# TASK DATA:
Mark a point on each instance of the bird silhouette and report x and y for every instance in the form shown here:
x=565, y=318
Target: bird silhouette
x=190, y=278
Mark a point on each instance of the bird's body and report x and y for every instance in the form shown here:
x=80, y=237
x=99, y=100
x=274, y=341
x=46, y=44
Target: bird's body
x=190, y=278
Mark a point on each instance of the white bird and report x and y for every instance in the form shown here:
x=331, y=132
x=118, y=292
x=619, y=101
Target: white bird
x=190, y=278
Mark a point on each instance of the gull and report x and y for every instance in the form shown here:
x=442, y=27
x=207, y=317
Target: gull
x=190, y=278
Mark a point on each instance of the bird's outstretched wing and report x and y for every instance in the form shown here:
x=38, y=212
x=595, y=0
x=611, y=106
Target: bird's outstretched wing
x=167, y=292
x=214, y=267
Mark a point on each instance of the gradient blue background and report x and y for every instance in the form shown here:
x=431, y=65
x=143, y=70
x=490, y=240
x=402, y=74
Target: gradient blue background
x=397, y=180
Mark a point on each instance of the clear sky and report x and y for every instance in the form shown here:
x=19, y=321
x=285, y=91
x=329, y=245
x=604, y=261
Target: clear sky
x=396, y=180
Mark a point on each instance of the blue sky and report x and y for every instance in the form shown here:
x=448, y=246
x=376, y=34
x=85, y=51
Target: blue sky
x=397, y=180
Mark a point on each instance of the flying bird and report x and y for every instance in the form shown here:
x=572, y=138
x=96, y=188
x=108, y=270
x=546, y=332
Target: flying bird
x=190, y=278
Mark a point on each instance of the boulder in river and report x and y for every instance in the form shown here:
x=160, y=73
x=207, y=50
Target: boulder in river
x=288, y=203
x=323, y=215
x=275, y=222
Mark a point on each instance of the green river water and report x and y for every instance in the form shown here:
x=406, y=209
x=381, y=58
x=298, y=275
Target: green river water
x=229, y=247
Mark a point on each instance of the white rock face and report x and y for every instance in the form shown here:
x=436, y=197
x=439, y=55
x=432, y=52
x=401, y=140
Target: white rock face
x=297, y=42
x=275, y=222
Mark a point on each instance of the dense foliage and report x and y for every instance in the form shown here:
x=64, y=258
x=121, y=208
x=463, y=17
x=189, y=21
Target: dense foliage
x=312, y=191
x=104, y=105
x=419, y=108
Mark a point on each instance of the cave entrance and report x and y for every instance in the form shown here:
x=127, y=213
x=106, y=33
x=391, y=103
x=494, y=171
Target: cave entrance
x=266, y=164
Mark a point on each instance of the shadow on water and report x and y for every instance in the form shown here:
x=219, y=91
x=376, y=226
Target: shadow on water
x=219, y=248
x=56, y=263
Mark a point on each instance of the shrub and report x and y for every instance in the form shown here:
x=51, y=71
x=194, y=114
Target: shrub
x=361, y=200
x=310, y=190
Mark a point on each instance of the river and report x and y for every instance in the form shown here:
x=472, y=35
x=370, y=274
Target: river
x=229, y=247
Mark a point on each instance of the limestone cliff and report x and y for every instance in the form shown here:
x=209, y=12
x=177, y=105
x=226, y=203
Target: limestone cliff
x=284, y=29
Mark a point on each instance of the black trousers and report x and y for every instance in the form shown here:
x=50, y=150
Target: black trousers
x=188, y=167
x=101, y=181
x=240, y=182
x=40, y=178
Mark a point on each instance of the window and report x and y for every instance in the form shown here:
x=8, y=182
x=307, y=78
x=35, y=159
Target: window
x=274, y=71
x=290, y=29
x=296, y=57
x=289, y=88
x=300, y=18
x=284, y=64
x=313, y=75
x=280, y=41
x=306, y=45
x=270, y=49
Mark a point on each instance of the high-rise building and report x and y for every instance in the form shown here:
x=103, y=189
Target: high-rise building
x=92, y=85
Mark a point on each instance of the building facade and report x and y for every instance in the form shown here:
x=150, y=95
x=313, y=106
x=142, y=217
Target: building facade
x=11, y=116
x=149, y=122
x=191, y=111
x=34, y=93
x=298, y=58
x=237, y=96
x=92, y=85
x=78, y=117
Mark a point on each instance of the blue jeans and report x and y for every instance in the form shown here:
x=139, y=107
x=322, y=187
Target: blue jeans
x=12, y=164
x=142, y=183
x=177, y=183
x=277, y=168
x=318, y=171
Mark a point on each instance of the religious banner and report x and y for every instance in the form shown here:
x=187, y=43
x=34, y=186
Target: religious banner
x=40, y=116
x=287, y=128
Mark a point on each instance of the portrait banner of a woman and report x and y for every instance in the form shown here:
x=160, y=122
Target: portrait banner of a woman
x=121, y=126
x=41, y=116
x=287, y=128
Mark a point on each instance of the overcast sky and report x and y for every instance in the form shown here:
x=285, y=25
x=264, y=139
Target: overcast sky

# TASK INSTRUCTIONS:
All lines from the one with "Mark a point on each instance of the window" through the final line above are to be quoted exactly; quote no other line.

# SOLUTION TO THIS TASK:
Mark a point on each instance of the window and report x and y for every instance in the form shown here:
x=8, y=182
x=307, y=78
x=35, y=159
Target: window
x=274, y=71
x=290, y=29
x=296, y=57
x=289, y=88
x=300, y=18
x=284, y=64
x=313, y=75
x=280, y=41
x=306, y=45
x=270, y=49
Mark a point on each instance of the high-rise building and report x and y for every instance in the form shown here:
x=103, y=189
Target: high-rise building
x=92, y=85
Mark a point on each instance of the building facade and report x and y for every instance in the form shown here:
x=150, y=95
x=313, y=106
x=142, y=217
Target: building facade
x=11, y=116
x=149, y=122
x=191, y=111
x=34, y=93
x=298, y=58
x=237, y=96
x=92, y=85
x=78, y=117
Mark a point on each instance of the blue jeans and report x and y for every instance in the form shown here:
x=139, y=107
x=322, y=187
Target: blue jeans
x=12, y=164
x=142, y=183
x=177, y=183
x=277, y=168
x=318, y=171
Mark a point on each instance of the religious banner and report x and y for every instance in the form shown here:
x=187, y=43
x=34, y=186
Target: religious banner
x=40, y=116
x=287, y=128
Mark a point on each instance of the portrait banner of a woman and report x and y for every instance in the form shown here:
x=160, y=122
Target: portrait banner of a woman
x=121, y=126
x=41, y=116
x=287, y=128
Mark a point on each instance of the overcast sky and report x and y for every instance in the form shown here:
x=285, y=25
x=264, y=139
Target: overcast sky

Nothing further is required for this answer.